◆ Directions:
Write out every record below exactly, so that nothing differs from what is shown.

┄┄┄┄┄┄┄┄┄┄┄┄┄┄┄┄┄┄┄┄

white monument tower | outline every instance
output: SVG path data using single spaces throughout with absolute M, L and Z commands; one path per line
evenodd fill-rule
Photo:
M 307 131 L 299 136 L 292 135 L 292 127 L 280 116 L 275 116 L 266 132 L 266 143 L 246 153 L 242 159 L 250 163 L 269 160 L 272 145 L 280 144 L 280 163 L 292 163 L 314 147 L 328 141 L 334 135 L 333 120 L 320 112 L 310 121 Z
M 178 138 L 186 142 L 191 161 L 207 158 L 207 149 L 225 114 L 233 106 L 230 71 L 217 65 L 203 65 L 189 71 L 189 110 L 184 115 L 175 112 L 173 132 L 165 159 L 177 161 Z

┄┄┄┄┄┄┄┄┄┄┄┄┄┄┄┄┄┄┄┄

◆ Result of the task:
white monument tower | outline every instance
output: SVG path data using single spaces throughout with absolute M, L and Z commands; one path per line
evenodd fill-rule
Photo:
M 307 131 L 299 136 L 292 135 L 292 127 L 280 116 L 275 116 L 266 132 L 266 143 L 246 153 L 242 159 L 250 163 L 269 160 L 272 145 L 280 144 L 280 163 L 292 163 L 314 147 L 328 141 L 334 135 L 333 120 L 320 112 L 310 121 Z
M 178 138 L 186 142 L 191 161 L 207 158 L 207 149 L 225 114 L 233 106 L 230 71 L 217 65 L 203 65 L 189 71 L 189 110 L 184 115 L 175 112 L 173 132 L 165 159 L 177 161 Z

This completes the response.